▶ **WHAT IS ASKED**:
Put the material from the line containing "indicate the yellow" through the line containing "column 408, row 119" into a two-column CSV with the headers text and answer. Each row should pair a text with its answer, with every field quoted and line breaks replaced by spaces.

-- START --

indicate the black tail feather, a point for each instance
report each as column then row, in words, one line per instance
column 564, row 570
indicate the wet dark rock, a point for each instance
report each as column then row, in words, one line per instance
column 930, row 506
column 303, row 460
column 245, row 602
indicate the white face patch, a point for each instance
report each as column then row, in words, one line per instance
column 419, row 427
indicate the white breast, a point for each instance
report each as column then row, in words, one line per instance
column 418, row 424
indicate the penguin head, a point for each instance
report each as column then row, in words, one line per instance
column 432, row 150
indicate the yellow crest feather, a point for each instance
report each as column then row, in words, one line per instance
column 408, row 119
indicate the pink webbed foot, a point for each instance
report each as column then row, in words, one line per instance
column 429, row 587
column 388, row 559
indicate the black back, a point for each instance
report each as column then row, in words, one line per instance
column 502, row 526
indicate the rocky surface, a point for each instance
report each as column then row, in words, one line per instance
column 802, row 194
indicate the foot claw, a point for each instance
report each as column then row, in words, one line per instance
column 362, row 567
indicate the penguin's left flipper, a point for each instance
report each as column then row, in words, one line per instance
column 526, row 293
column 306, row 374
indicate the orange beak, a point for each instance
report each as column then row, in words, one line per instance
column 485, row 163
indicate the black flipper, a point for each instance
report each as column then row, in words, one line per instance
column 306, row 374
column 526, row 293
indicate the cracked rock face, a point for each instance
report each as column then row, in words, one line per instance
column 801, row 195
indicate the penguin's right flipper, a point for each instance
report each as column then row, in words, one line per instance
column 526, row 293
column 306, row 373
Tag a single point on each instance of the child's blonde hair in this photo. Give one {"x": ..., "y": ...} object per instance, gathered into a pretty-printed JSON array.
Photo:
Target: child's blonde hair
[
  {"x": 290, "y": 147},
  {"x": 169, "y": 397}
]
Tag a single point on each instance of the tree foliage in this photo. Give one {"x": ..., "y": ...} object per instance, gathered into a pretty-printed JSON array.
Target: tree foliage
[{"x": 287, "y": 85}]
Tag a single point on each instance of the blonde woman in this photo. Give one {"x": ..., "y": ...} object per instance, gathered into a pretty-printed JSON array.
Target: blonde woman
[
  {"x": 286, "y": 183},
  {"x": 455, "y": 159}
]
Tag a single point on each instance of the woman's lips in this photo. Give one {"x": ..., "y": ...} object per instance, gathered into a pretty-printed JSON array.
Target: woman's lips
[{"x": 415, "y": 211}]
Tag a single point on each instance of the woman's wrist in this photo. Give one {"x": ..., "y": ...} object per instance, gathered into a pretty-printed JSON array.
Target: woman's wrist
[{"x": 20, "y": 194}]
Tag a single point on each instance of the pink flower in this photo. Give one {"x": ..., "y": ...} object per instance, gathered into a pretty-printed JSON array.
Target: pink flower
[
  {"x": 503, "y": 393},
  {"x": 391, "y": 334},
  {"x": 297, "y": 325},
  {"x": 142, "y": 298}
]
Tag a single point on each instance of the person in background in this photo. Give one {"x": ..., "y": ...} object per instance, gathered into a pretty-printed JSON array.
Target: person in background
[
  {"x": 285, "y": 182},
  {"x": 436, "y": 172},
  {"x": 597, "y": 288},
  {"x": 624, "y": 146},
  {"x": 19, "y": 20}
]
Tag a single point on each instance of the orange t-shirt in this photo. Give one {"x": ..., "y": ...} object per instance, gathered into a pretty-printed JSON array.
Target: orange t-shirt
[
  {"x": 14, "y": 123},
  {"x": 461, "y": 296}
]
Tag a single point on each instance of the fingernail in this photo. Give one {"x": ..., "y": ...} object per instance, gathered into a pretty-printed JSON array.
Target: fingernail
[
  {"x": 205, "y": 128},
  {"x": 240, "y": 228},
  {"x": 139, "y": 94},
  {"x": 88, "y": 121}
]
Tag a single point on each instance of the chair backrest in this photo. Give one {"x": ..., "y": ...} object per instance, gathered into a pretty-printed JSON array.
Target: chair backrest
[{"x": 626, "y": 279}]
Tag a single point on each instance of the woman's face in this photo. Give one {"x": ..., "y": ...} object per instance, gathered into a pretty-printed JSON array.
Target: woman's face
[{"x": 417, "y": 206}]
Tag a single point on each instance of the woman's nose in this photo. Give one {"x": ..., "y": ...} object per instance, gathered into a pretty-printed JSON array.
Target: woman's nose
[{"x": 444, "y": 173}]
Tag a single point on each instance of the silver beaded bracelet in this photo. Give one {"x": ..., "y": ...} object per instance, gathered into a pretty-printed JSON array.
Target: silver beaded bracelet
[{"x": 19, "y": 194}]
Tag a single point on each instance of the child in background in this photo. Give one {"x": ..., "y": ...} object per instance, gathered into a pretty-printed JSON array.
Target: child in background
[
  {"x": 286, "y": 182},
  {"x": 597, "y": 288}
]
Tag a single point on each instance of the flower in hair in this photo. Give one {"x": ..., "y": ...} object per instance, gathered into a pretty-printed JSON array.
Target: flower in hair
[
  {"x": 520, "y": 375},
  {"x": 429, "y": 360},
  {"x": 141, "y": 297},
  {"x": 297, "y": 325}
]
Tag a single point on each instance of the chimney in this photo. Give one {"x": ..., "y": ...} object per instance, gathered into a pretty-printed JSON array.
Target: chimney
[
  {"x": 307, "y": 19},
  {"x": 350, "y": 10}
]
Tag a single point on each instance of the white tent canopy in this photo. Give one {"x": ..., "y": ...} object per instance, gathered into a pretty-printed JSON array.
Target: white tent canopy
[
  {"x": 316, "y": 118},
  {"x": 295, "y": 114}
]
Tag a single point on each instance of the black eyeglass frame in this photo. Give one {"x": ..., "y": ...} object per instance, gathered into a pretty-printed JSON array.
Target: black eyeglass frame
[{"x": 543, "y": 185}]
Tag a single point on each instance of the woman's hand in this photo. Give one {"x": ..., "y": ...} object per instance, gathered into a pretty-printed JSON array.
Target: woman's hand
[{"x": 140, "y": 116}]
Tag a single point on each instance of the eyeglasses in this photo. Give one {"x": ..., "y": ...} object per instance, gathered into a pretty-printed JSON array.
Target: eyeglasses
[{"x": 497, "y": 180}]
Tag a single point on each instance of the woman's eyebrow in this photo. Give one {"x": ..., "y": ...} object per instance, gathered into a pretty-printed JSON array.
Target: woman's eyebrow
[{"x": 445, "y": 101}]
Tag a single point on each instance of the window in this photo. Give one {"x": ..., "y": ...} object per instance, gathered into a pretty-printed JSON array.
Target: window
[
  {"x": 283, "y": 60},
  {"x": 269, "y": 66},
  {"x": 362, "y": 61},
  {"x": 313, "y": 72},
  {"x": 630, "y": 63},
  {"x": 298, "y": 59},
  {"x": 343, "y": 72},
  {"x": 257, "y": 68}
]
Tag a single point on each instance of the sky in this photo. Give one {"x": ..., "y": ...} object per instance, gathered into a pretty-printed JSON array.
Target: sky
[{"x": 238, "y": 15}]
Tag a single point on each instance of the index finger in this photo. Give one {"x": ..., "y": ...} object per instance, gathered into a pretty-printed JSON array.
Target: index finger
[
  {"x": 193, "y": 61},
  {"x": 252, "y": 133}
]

-- END --

▶ **THE ANSWER**:
text,answer
"indicate the yellow crest feather, a point for each instance report each as column then row, in words, one line per instance","column 408, row 119"